OXFORD – Na semana passada, no período de 24 horas, os líderes dos dois principais países africanos renunciaram aos seus cargos. Jacob Zuma da África do Sul cedeu finalmente à pressão exercida pelo seu próprio partido para renunciar à presidência. No dia seguinte, o Primeiro-Ministro etíope Hailemariam Desalegn, anunciou a decisão de demitir-se face aos protestos contínuos em massa e à agitação política.

Em ambos os casos, dois dos partidos de libertação mais antigos de África, que se mantiveram desde que chegaram ao poder pela primeira vez há um quarto de século, foram forçados a afastar os seus líderes devido a um descontentamento popular profundo. A trajectória histórica dos dois partidos é bastante semelhante. No entanto, os efeitos da saída dos seus líderes não poderiam ser mais distintos.

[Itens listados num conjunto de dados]

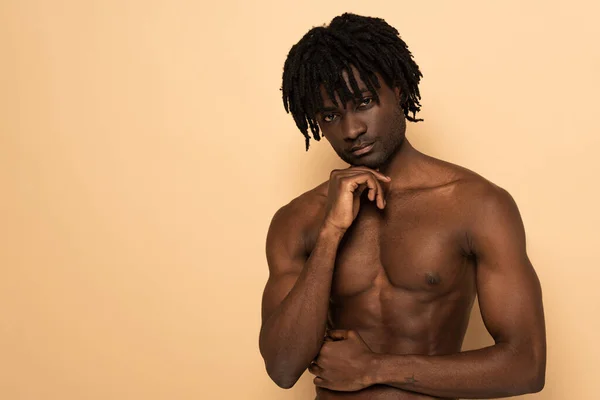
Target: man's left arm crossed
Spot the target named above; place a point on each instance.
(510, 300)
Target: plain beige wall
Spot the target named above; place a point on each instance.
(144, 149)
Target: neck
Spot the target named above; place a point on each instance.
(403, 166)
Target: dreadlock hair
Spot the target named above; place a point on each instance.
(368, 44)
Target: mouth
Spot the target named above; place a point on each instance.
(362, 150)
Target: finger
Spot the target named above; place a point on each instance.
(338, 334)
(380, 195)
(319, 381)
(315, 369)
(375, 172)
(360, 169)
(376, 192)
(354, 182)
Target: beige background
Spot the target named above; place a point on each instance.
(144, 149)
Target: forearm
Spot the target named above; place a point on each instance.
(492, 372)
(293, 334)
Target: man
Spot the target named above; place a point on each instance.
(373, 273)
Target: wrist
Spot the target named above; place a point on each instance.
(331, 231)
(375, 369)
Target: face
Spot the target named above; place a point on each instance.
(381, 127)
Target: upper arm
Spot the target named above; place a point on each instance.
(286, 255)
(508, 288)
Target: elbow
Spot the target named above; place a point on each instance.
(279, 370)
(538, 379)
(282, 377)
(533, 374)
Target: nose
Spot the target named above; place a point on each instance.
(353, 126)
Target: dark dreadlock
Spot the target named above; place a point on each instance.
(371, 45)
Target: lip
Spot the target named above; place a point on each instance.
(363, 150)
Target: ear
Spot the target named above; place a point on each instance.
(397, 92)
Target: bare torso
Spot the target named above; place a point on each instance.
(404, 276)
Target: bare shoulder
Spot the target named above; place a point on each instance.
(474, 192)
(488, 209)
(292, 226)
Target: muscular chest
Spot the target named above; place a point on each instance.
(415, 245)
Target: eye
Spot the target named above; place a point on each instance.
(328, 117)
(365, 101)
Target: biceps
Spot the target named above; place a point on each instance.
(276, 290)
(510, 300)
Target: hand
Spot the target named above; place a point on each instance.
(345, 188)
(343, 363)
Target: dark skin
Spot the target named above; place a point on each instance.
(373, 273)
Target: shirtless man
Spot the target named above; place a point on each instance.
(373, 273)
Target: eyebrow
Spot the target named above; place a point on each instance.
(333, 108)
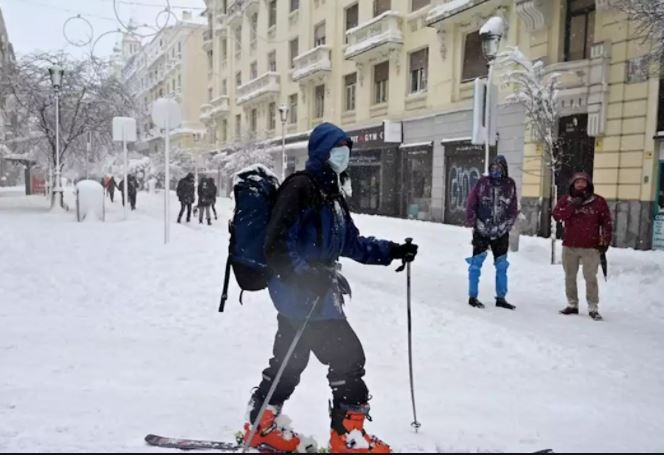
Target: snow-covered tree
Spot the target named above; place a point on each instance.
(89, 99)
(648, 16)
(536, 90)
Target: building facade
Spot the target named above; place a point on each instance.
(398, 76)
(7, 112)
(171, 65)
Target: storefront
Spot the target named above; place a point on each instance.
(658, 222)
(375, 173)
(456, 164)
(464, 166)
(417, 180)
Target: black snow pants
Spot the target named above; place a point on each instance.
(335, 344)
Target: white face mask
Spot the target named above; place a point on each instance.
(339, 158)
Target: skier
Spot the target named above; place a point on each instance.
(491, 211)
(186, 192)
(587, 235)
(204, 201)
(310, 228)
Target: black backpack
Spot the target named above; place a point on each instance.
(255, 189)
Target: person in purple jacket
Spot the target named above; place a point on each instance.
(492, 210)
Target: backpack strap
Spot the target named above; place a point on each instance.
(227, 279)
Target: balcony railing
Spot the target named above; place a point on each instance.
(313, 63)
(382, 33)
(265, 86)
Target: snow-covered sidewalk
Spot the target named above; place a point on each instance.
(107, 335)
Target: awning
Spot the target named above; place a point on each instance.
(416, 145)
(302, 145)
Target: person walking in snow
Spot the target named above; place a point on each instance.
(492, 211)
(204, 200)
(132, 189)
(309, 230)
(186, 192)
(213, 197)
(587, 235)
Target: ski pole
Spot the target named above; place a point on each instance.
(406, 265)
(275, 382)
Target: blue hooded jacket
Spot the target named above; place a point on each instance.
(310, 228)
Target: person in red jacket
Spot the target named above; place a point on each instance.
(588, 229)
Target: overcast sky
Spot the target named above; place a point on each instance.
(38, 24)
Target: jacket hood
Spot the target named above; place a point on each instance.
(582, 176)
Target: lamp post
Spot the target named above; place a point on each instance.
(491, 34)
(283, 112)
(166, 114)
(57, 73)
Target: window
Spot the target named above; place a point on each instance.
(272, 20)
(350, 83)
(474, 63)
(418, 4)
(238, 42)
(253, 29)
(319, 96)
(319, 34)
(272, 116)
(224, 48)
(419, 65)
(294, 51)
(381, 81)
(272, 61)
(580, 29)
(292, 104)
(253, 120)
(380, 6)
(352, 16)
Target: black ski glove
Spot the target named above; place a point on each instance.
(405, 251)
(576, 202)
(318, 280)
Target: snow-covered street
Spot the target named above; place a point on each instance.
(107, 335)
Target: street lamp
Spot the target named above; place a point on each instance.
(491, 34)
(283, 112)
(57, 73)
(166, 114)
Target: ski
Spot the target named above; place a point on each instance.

### EXERCÍCIO CURTO 1
No trecho sobre a saída de dois líderes africanos, o que o primeiro-ministro etíope anunciou no dia seguinte à renúncia de Jacob Zuma?
### EXERCÍCIO CURTO 2
Coloque numa tabela Markdown, com as colunas Nº e Linha, tudo o que vai da linha dos registros que contém "Target: backpack strap" até o fim dos registros, deixando de fora as linhas em branco.
O trecho e os registros vêm de fontes diferentes.

### RESPOSTA ESCRITA 1
Anunciou a decisão de se demitir, diante dos protestos contínuos em massa e da agitação política.

### RESPOSTA ESCRITA 2
| Nº | Linha |
|---|---|
| 1 | Target: backpack strap |
| 2 | Spot the target named above; place a point on each instance. |
| 3 | (227, 279) |
| 4 | Target: balcony railing |
| 5 | Spot the target named above; place a point on each instance. |
| 6 | (313, 63) |
| 7 | (382, 33) |
| 8 | (265, 86) |
| 9 | Target: snow-covered sidewalk |
| 10 | Spot the target named above; place a point on each instance. |
| 11 | (107, 335) |
| 12 | Target: awning |
| 13 | Spot the target named above; place a point on each instance. |
| 14 | (416, 145) |
| 15 | (302, 145) |
| 16 | Target: person walking in snow |
| 17 | Spot the target named above; place a point on each instance. |
| 18 | (492, 211) |
| 19 | (204, 200) |
| 20 | (132, 189) |
| 21 | (309, 230) |
| 22 | (186, 192) |
| 23 | (213, 197) |
| 24 | (587, 235) |
| 25 | Target: ski pole |
| 26 | Spot the target named above; place a point on each instance. |
| 27 | (406, 265) |
| 28 | (275, 382) |
| 29 | Target: blue hooded jacket |
| 30 | Spot the target named above; place a point on each instance. |
| 31 | (310, 228) |
| 32 | Target: person in red jacket |
| 33 | Spot the target named above; place a point on each instance. |
| 34 | (588, 229) |
| 35 | Target: overcast sky |
| 36 | Spot the target named above; place a point on each instance. |
| 37 | (38, 24) |
| 38 | Target: jacket hood |
| 39 | Spot the target named above; place a point on each instance. |
| 40 | (582, 176) |
| 41 | Target: lamp post |
| 42 | Spot the target named above; place a point on each instance. |
| 43 | (491, 34) |
| 44 | (283, 112) |
| 45 | (166, 114) |
| 46 | (57, 73) |
| 47 | Target: window |
| 48 | Spot the target named above; place a point on each instance. |
| 49 | (272, 20) |
| 50 | (350, 83) |
| 51 | (474, 63) |
| 52 | (418, 4) |
| 53 | (238, 42) |
| 54 | (253, 29) |
| 55 | (319, 96) |
| 56 | (319, 34) |
| 57 | (272, 116) |
| 58 | (224, 48) |
| 59 | (419, 65) |
| 60 | (294, 51) |
| 61 | (381, 81) |
| 62 | (272, 61) |
| 63 | (580, 29) |
| 64 | (292, 104) |
| 65 | (253, 120) |
| 66 | (380, 6) |
| 67 | (352, 16) |
| 68 | Target: black ski glove |
| 69 | Spot the target named above; place a point on each instance. |
| 70 | (405, 251) |
| 71 | (576, 202) |
| 72 | (318, 280) |
| 73 | Target: snow-covered street |
| 74 | Spot the target named above; place a point on each instance. |
| 75 | (107, 335) |
| 76 | Target: street lamp |
| 77 | Spot the target named above; place a point on each instance. |
| 78 | (491, 34) |
| 79 | (283, 112) |
| 80 | (57, 73) |
| 81 | (166, 114) |
| 82 | Target: ski |
| 83 | Spot the target named above; place a point on each instance. |